#### Required work
Every entry here needs to be repeated exactly.

#### Records shown
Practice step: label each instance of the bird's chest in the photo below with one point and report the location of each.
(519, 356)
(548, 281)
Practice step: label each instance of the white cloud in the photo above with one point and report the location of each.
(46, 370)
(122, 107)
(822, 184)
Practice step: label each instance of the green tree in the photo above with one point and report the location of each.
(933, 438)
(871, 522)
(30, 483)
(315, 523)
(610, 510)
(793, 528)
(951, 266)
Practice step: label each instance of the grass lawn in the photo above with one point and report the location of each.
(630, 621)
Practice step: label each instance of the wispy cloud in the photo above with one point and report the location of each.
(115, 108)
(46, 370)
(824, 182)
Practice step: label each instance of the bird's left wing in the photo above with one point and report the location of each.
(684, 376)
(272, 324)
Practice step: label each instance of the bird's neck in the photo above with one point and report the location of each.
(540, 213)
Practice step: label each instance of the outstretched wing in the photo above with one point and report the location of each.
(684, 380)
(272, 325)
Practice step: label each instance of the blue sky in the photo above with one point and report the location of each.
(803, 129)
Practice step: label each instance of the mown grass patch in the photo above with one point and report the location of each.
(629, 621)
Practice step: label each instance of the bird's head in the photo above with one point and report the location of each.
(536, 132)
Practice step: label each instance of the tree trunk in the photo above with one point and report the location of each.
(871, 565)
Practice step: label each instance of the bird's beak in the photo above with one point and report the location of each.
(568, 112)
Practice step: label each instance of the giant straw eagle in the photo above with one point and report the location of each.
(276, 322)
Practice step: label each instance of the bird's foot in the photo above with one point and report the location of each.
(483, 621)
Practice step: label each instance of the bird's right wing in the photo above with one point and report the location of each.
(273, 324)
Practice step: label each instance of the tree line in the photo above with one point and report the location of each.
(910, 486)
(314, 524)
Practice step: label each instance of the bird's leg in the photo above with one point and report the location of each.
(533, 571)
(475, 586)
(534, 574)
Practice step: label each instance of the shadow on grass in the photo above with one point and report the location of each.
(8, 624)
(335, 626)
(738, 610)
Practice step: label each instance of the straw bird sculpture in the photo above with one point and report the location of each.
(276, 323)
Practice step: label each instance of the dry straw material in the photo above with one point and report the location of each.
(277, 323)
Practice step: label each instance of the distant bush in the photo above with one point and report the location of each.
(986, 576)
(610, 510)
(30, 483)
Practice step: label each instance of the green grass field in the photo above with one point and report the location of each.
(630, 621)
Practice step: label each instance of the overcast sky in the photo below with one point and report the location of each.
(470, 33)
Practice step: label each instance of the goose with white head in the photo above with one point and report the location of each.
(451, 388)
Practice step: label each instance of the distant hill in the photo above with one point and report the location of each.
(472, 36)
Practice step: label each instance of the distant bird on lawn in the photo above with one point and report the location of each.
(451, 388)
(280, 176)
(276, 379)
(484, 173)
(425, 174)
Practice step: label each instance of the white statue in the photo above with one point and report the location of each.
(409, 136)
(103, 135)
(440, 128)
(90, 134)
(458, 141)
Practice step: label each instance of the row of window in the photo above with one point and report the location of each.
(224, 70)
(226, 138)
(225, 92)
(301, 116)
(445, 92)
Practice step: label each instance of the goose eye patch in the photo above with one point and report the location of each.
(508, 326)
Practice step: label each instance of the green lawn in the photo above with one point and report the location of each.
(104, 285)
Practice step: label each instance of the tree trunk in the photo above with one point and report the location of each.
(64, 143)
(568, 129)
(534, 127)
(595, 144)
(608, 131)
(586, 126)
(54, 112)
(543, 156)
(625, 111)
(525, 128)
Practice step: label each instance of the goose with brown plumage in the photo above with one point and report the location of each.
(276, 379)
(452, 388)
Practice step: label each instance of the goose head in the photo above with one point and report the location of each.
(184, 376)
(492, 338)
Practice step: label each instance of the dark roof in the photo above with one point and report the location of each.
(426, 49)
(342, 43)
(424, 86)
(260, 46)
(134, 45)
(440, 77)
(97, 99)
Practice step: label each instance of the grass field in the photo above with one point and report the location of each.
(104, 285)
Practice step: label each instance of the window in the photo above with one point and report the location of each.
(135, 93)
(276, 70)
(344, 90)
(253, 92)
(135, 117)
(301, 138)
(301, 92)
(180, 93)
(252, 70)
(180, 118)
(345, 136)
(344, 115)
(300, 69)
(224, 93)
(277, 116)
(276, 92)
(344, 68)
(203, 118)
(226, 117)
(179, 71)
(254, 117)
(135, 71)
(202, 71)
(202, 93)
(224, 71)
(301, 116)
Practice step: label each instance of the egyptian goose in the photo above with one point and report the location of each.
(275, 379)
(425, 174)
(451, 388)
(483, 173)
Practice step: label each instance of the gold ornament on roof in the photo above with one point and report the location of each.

#### Task output
Practice step: label each instance of the bird's chest in the photo below with one point and report the location of each.
(519, 356)
(548, 281)
Practice step: label each instance of the white cloud in the photo above with one point and report the location of each.
(46, 370)
(122, 107)
(822, 184)
Practice step: label each instance of the green tree in the photo above with one point and report the location of each.
(933, 438)
(871, 522)
(30, 483)
(315, 523)
(610, 510)
(793, 528)
(951, 266)
Practice step: label each instance of the grass lawn in the photo above with one point and report the location of each.
(630, 621)
Practice step: label each instance of the wispy cloud in the photo above with one point and report the location of each.
(115, 108)
(46, 370)
(824, 182)
Practice step: label each instance of the bird's left wing in the photo above with one point and report the location of each.
(684, 376)
(272, 324)
Practice step: label each instance of the bird's neck in the photo above with one point and report the location of each.
(540, 213)
Practice step: label each instance of the outstretched wing in the photo above with one point and report the location of each.
(684, 380)
(272, 325)
Practice step: label each instance of the blue sky in the photo above with one point and report the location of each.
(803, 129)
Practice step: label each instance of the mown grass patch in the photo above with one point and report the location of each.
(629, 621)
Practice step: label each instance of the bird's head in the photo above with one point and report the location of each.
(536, 132)
Practice step: label each instance of the tree trunk in the photo above with one point and report the location of each.
(871, 565)
Practice step: label each instance of the bird's beak in the photo above with one point and report the location of each.
(568, 112)
Practice step: label each instance of the giant straw eagle in the photo above with one point and report the location of each.
(276, 322)
Practice step: label each instance of the bird's foot in the photo above with one point and report the location of each.
(483, 621)
Practice step: label each instance of the bird's right wing in the photo above with one point and report the location of each.
(273, 324)
Practice step: label each instance of the tree line in the photo above with one point and report the location of each.
(910, 486)
(314, 524)
Practice step: label each instance of the bird's leg in the photo above with one point and report the location of each.
(533, 571)
(475, 586)
(534, 574)
Practice step: label each instance of the shadow on grass in the photo above with one point and report the location of each.
(8, 624)
(335, 626)
(738, 610)
Practice step: label each instance of the straw bird sculpture in the photo above with one point and report the location of each.
(276, 323)
Practice step: label each instance of the dry straw material in the photo above with one point and report the location of each.
(277, 323)
Practice step: label each instance of the distant bush in the photo above with one point and report the location of each.
(986, 576)
(610, 510)
(30, 483)
Practice step: label each instance of the green grass field in the photo above with one point and report the location of each.
(630, 621)
Practice step: label each instance of the overcast sky in the photo below with one point and report the location of each.
(470, 33)
Practice step: label each instance of the goose with white head in the photo above with one point and report the location of each.
(451, 388)
Practice step: label each instance of the distant hill in the photo above with one point and report the location of each.
(472, 36)
Practice step: label each instance of the distant bird on lawn in the photo above with one point and report the location of each.
(451, 388)
(280, 176)
(276, 379)
(484, 173)
(425, 174)
Practice step: label each instance of the white statue in the photo above with one point and report the location of each.
(409, 136)
(103, 135)
(440, 128)
(90, 134)
(458, 141)
Practice step: label each instance of the row of window in the photo above with one point and report the location of each.
(224, 70)
(226, 138)
(225, 92)
(301, 116)
(445, 92)
Practice step: label each instance of the goose eye patch in the photo above with one point and report the location of each.
(508, 326)
Practice step: label each instance of the green lawn in the photo above with one point and report the location of each.
(104, 285)
Practice step: label each instance of the tree trunk in the photo above with one point and report the location of each.
(64, 143)
(568, 129)
(534, 127)
(595, 144)
(608, 131)
(586, 126)
(54, 112)
(543, 156)
(625, 111)
(525, 128)
Practice step: label each instance of the goose with brown plumage in the photo above with one point and report the location of each.
(276, 379)
(452, 388)
Practice step: label each instance of the goose head in the photo above with one point and report the location of each.
(184, 376)
(492, 338)
Practice step: label each instance of the dark roof in the photo above with one point and report the location of each.
(426, 49)
(342, 43)
(424, 86)
(260, 46)
(134, 45)
(440, 77)
(97, 99)
Practice step: label each instance of the grass field in the photo above with one point and report the location of each.
(104, 285)
Practice step: label each instance of the window in the photo above with one point and report the location of each.
(135, 93)
(276, 70)
(344, 90)
(253, 92)
(135, 117)
(301, 138)
(301, 92)
(180, 93)
(252, 70)
(180, 118)
(345, 136)
(344, 115)
(300, 69)
(224, 93)
(277, 116)
(276, 92)
(344, 68)
(203, 118)
(226, 117)
(179, 71)
(254, 117)
(135, 71)
(202, 71)
(202, 93)
(224, 71)
(301, 116)
Practice step: label each instance of the egyptian goose in the photo above with one point and report the location of each.
(275, 379)
(425, 174)
(451, 388)
(483, 173)
Practice step: label each instance of the gold ornament on roof in the photo above with one point and report the location of each.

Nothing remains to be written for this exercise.